Provided text →
>> start
I think by common consent people agree we did change the culture of the BBC. I left too early, not of my choice you'll understand, but too early to be sure that the changes are deeply embedded, but it did change. In two short years we convinced most of our staff that we really wanted change, that we wanted to empower them, that we wanted to be better leaders ourselves and that we wanted everyone working for the BBC to have more rewarding and more fulfilling working lives. Most of all I hope we persuaded them that we cared.
My view is that to make creative industries work you clearly have to have the right strategy but you then have to have your people on side, and leading clever and creative people takes a particular skill.
Most people working in creative businesses are not there, first and foremost, for the money. They are there because they care about what they are doing, and as the leader they expect you to care too. So there's no point only talking about money, or how to increase the profit, or how to cut costs, as so many finance people do when they get the CEO's job. ITV is in the state it is today because over a decade some of the staff cqme to believe that the CEO, Charles Allen, only cared about money.
>> end
Given data →
>> start
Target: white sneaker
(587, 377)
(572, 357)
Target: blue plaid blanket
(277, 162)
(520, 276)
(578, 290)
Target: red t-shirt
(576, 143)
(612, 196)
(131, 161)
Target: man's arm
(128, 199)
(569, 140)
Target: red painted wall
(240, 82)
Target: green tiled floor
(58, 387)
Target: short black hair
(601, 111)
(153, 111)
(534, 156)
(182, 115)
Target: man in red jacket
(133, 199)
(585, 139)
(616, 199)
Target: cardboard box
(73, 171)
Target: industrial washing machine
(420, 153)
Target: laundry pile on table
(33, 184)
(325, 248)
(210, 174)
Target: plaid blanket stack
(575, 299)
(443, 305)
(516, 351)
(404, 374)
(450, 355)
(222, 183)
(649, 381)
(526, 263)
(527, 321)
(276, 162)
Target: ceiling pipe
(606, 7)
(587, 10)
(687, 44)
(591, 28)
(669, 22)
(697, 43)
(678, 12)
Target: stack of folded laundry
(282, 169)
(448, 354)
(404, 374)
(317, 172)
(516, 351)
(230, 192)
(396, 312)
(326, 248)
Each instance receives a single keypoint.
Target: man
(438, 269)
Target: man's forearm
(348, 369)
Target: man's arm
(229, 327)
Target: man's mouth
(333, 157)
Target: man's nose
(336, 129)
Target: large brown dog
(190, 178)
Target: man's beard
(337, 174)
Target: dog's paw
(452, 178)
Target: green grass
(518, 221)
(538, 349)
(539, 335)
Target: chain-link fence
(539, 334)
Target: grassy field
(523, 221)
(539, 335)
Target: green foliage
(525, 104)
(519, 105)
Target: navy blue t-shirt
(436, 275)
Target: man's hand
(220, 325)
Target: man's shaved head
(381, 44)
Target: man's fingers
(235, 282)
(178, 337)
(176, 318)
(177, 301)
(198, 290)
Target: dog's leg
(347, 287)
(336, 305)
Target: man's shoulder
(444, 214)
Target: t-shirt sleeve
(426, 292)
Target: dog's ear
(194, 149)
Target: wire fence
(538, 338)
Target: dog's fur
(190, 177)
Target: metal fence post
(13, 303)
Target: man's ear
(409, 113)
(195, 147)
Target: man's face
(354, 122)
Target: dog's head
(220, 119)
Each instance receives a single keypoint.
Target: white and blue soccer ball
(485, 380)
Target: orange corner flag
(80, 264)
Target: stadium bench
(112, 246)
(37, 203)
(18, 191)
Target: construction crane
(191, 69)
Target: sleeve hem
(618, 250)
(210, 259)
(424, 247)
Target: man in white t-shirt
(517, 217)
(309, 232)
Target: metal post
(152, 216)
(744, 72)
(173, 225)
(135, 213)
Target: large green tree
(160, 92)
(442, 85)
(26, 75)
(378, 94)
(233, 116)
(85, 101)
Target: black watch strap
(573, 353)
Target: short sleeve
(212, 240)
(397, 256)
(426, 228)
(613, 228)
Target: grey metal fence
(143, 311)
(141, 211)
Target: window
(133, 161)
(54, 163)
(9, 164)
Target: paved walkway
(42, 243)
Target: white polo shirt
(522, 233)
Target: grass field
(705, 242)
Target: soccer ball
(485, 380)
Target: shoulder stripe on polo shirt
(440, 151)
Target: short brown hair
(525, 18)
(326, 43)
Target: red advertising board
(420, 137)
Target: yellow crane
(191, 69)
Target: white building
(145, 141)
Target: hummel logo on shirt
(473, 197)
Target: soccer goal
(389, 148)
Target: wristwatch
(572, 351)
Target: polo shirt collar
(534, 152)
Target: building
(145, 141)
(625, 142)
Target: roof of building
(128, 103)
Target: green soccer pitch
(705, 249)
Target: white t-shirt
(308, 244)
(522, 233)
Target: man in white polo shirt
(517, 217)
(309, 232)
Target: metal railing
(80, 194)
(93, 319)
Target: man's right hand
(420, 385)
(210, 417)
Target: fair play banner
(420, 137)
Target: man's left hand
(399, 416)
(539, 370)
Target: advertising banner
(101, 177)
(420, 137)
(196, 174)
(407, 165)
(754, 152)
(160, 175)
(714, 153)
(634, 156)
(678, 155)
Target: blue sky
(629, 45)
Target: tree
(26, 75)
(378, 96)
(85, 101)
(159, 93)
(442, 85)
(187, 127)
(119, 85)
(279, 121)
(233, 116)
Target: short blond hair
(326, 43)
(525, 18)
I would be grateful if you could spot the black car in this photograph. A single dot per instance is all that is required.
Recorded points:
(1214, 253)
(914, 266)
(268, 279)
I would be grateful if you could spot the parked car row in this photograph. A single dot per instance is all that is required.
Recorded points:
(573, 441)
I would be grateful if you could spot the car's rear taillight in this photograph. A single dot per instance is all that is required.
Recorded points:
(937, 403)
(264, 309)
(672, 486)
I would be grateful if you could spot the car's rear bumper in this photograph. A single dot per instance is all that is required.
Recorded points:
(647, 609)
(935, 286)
>> end
Complete the following →
[a] Render this sentence from the passage on leading creative staff at the BBC in Spanish: "Most people working in creative businesses are not there, first and foremost, for the money."
[b] Resume the passage on leading creative staff at the BBC, picking up after its final sentence.
The listing is separate from the passage on leading creative staff at the BBC and has no connection to it.

Answers given →
[a] La mayoría de las personas que trabajan en empresas creativas no están allí, ante todo, por el dinero.

[b]
The BBC was in the state it was in when I first arrived because staff believed that my predecessor, John Birt, only cared about money and efficiency. The BBC's published aim at that time was "to be the most effective, best-run public sector organisation in Britain". Worthy, but who was going to get out of bed for that? So we changed it to "Our aim is to be the most creative organisation in the world".
No, I truly believe that as the leader the way to make creative companies effective and profitable is to convince the staff that you are as passionate about what they are creating as they are. So at the BBC I kept saying "It's the programmes, stupid," and in the end they believed me. If all you talk about is the bottom line or new efficiency programmes in gobbledegook language, you won't succeed. If you've got the right strategy and you can convince your staff that you care about them and what they are producing, you've got a chance.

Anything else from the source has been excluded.